• [Entries from a point annotation set]

- - - - - - -

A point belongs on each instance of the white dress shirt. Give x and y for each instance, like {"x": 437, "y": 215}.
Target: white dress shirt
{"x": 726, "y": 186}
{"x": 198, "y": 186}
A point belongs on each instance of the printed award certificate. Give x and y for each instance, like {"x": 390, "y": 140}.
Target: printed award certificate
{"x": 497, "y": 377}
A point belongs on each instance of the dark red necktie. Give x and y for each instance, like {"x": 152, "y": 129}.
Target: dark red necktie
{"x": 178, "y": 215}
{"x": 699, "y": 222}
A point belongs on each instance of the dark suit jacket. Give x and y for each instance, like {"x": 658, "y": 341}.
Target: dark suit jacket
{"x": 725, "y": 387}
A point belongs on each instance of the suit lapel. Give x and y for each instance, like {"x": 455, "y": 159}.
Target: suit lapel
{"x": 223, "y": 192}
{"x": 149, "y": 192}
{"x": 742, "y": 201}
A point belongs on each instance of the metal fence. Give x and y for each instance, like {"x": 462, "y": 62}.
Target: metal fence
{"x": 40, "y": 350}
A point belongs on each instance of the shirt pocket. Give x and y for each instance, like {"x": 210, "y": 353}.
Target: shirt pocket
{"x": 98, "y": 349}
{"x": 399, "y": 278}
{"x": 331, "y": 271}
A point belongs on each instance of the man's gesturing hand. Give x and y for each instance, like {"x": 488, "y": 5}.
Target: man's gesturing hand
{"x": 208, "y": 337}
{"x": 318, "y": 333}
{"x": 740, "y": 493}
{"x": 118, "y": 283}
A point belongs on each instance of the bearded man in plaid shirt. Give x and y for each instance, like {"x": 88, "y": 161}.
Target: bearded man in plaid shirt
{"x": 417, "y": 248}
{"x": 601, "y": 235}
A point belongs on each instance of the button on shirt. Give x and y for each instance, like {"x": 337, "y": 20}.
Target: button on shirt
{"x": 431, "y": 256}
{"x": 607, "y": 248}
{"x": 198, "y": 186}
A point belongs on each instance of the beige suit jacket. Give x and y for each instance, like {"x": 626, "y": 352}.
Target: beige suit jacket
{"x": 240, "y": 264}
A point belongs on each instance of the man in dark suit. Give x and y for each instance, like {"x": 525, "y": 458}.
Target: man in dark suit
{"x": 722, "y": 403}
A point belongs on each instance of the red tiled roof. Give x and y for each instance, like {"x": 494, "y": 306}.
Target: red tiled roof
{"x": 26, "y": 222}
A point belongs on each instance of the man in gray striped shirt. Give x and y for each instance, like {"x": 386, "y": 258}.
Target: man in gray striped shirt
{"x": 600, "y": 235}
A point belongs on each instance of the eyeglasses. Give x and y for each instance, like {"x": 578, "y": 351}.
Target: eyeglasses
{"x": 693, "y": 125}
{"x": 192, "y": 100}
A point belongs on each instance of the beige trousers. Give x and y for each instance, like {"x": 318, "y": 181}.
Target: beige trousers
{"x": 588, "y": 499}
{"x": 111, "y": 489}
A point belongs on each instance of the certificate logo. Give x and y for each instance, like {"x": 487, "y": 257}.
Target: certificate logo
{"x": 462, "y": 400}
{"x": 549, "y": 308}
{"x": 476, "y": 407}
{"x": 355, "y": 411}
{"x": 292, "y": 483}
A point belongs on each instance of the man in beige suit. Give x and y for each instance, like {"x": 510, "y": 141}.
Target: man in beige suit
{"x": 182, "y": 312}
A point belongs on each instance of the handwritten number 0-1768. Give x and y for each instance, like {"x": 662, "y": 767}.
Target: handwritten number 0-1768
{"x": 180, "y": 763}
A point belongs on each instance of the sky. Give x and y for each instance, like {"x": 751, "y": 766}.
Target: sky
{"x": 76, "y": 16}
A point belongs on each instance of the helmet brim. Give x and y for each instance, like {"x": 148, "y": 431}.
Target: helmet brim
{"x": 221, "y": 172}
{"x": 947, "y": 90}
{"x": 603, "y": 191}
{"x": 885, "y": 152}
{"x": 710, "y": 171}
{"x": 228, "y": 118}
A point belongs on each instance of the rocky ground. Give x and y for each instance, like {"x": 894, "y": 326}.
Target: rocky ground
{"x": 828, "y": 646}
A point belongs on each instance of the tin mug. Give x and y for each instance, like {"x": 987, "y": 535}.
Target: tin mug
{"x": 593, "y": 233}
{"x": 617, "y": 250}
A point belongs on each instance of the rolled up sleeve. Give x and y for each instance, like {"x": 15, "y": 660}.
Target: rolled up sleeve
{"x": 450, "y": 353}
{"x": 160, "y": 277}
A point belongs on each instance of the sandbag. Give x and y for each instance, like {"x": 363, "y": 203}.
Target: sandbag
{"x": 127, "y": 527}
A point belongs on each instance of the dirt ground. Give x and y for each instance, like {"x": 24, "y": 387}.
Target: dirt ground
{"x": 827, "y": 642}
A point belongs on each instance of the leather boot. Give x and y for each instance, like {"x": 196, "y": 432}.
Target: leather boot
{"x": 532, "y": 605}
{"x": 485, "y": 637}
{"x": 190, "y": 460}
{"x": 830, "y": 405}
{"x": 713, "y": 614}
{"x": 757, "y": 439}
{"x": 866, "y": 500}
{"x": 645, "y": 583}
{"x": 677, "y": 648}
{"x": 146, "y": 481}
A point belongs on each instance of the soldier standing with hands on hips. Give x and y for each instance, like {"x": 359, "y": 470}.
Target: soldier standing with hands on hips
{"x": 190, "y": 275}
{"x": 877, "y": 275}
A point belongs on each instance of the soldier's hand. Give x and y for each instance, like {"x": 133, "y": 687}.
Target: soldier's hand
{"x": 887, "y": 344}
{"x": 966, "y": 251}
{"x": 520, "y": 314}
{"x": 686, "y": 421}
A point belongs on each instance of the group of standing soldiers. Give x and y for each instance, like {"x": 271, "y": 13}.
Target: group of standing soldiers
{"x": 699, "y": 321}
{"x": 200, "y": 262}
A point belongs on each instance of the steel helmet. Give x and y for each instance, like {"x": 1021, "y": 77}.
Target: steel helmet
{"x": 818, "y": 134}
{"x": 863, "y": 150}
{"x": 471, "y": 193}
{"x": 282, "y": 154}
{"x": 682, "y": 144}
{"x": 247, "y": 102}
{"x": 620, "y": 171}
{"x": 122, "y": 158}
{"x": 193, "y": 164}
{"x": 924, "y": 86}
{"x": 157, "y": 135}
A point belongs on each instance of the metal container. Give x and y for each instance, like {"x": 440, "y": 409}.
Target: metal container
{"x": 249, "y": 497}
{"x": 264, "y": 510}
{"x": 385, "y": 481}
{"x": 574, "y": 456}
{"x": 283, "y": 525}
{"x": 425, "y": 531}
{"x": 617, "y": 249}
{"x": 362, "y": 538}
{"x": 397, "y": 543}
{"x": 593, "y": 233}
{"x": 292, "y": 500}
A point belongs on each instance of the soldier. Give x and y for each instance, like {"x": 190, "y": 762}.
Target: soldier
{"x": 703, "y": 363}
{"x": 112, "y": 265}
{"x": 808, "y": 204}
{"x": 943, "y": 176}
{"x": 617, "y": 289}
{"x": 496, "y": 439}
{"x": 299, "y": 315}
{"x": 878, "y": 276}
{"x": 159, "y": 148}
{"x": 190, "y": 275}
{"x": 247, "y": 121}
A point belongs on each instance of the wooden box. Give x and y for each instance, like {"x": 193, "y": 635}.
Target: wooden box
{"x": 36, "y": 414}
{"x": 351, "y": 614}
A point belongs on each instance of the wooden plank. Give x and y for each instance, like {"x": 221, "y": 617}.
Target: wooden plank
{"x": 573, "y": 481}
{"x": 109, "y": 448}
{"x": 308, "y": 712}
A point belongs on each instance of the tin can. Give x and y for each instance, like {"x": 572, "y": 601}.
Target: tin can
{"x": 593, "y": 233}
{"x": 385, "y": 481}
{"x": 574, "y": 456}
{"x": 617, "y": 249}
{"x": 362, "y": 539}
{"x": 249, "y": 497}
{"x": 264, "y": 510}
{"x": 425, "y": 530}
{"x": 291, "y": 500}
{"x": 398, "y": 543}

- - - - - - -

• [What you should do]
Write out the lines above, starting at the line that contains "A point belongs on each instance of the soldier." and ending with the final line, and nothing else; copy them exactly.

• [Correct result]
A point belongs on each instance of the soldier. Give x and y for each instance, like {"x": 190, "y": 762}.
Target: soldier
{"x": 703, "y": 363}
{"x": 112, "y": 265}
{"x": 808, "y": 204}
{"x": 943, "y": 176}
{"x": 617, "y": 289}
{"x": 496, "y": 439}
{"x": 299, "y": 315}
{"x": 878, "y": 276}
{"x": 159, "y": 148}
{"x": 190, "y": 275}
{"x": 247, "y": 121}
A point belongs on each instance of the wooden box. Give x and y for each instance, like {"x": 193, "y": 635}.
Target: wooden box
{"x": 36, "y": 414}
{"x": 351, "y": 614}
A point belongs on each instance of the wooden plank. Give x and y for each instance, like {"x": 221, "y": 617}.
Target: wooden plank
{"x": 573, "y": 481}
{"x": 109, "y": 448}
{"x": 308, "y": 712}
A point belongs on each instance of the tin can. Give x and y for each instance, like {"x": 572, "y": 601}.
Target: tin can
{"x": 593, "y": 233}
{"x": 385, "y": 481}
{"x": 574, "y": 456}
{"x": 617, "y": 249}
{"x": 362, "y": 539}
{"x": 249, "y": 497}
{"x": 264, "y": 510}
{"x": 425, "y": 530}
{"x": 291, "y": 500}
{"x": 398, "y": 543}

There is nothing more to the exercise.